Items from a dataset
↓
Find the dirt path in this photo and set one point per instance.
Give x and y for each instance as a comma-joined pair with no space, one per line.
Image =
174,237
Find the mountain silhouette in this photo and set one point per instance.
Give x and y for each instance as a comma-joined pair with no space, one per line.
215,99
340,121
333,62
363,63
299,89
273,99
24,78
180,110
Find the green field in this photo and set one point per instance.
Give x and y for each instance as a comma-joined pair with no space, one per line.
↑
## Problem requirements:
Can you reproduce every one of the records above word for word, without changing a single character?

## Completed exercise:
Find the dirt path in this photo and set one point per instance.
Give x and y for each instance as a comma-joined pair with no space, one per line.
Image =
174,237
Find the mountain silhouette in this photo and set one point per instance.
Give x and y for each instance as a comma-joined pair with no space, one per line.
215,99
340,121
333,62
363,63
299,89
273,99
24,78
180,110
Find the green field in this photo and set one point per instance.
Give x and y for each instance as a comma-joined pair with no space, one per line.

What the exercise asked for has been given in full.